• TÂCHES
a - Selon le texte du document, qui préside la commission d'aménagement ?
b - Reproduisez mot pour mot le passage du texte du document qui commence par les mots contenant « Mais, surtout, il » et se termine par « l’impact du projet. ».

Mais, surtout, il faut instaurer une vraie culture de la communication. Permanente, avec un lieu de rendez-vous entre autorités et population («pourquoi pas le château?» lance Thierry Chanard), un site internet et tous les canaux d’information instantanée.

Pour expliquer les projets, une communication temporaire doit être menée via des séances publiques d’information, des aménagements éphémères pour prendre la température sur place. Ou encore la maquette 3D en temps réel, qui permet au riverain de se localiser depuis le point de vue de son choix afin d’examiner l’impact du projet.

Président de la commission d’aménagement (CA), Martin Rauber salue la démarche, notamment les ateliers propres à chaque commission participante: «Ils ont permis de tout mettre à plat, sans contrainte, de lâcher les chevaux… Et, en même temps, on a pris de la hauteur, c’est positif.» La CA attend les conclusions que tirera le Conseil communal de l’exercice. Notamment sur la mise en place des outils proposés de gestion opérationnelle.

Alors, peut-être n’entendra-t-on plus à Bulle, comme cela a encore été le cas lundi soir, un conseiller communal remettre sèchement à sa place le Législatif en lui rappelant qu’en telle ou telle matière, il n’a aucune prérogative…

 

«Des valeurs à réapprendre»
Thierry Chanard, directeur associé du bureau d’urbanisme GEA à Lausanne, a animé les débats de la task force.

A quoi la task force a-t-elle servi?
A engager une médiation, dans un contexte politique tendu, entre différentes commissions aux intérêts pas forcément convergents. On a nivelé les aspérités entre différentes perceptions. Pour certaines, elles étaient surtout liées à l’émotionnel.

On attendait des solutions…
Ce n’était pas le but. Il s’agissait de mettre en perspective des actions pour accompagner le développement de Bulle. J’ai été surpris de voir à quel point les informations passent difficilement. Même le PAL n’était pas bien communiqué à l’interne, ce qui est relativement inquiétant. Comme chaque territoire a ses spécificités, on ne peut pas délivrer de solutions toutes faites, mais des pistes d’action à coordonner dans un territoire afin qu’il puisse s’animer dans le sens souhaité.

• LES DONNÉES

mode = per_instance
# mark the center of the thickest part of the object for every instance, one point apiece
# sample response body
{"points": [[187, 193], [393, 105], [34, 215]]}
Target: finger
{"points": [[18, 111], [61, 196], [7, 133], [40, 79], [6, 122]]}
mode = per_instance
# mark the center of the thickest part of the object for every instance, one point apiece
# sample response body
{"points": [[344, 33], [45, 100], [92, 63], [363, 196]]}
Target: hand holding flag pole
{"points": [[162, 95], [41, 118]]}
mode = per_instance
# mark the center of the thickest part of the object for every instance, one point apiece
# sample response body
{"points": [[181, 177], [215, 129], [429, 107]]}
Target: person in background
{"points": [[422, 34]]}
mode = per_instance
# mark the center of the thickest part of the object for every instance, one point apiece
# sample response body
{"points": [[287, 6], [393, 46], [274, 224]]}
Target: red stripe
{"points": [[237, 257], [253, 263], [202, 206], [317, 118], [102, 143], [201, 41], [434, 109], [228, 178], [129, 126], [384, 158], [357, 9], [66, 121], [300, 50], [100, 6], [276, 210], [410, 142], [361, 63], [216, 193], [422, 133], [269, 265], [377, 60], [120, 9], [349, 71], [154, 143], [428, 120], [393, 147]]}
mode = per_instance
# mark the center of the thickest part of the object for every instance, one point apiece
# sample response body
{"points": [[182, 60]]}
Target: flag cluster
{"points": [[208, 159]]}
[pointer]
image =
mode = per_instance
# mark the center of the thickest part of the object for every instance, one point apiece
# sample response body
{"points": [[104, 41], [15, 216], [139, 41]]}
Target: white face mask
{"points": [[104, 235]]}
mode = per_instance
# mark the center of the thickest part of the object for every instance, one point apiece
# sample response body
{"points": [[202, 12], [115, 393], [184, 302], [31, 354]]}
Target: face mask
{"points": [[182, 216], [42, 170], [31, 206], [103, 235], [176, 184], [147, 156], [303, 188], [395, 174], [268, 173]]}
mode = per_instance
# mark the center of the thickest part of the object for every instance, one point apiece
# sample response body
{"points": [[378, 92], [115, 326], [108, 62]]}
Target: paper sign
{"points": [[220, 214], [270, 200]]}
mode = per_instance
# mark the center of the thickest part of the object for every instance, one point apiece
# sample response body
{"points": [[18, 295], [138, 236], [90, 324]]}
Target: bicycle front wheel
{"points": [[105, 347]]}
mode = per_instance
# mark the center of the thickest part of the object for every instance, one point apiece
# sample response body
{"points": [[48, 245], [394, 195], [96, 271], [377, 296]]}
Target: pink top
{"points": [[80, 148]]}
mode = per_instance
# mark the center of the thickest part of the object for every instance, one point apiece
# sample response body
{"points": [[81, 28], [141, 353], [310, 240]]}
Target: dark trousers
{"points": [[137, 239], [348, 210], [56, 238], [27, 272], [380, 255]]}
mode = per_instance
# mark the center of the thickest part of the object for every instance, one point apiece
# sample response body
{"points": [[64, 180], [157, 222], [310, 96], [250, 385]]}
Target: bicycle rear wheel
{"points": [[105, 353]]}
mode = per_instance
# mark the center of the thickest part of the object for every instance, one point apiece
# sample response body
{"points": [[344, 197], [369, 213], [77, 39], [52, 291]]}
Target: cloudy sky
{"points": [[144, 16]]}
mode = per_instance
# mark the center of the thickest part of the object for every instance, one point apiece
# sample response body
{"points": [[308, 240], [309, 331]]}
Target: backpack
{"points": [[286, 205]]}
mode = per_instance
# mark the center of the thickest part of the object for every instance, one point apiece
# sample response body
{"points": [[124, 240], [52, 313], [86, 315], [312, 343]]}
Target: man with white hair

• RÉPONSES
a - Martin Rauber

b -
Mais, surtout, il faut instaurer une vraie culture de la communication. Permanente, avec un lieu de rendez-vous entre autorités et population («pourquoi pas le château?» lance Thierry Chanard), un site internet et tous les canaux d’information instantanée.

Pour expliquer les projets, une communication temporaire doit être menée via des séances publiques d’information, des aménagements éphémères pour prendre la température sur place. Ou encore la maquette 3D en temps réel, qui permet au riverain de se localiser depuis le point de vue de son choix afin d’examiner l’impact du projet.